Pointing records
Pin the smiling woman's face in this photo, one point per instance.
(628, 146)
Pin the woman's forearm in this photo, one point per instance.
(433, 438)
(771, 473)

▶ _Set exercise_
Render the material above as a JSON list of strings, with each line as its own string and blank lines omitted.

▶ _Solution to the problem_
[
  "Pin the smiling woman's face in this photo, one point per instance.",
  "(628, 146)",
  "Pin the woman's forearm in this photo, one point per instance.",
  "(433, 438)",
  "(771, 473)"
]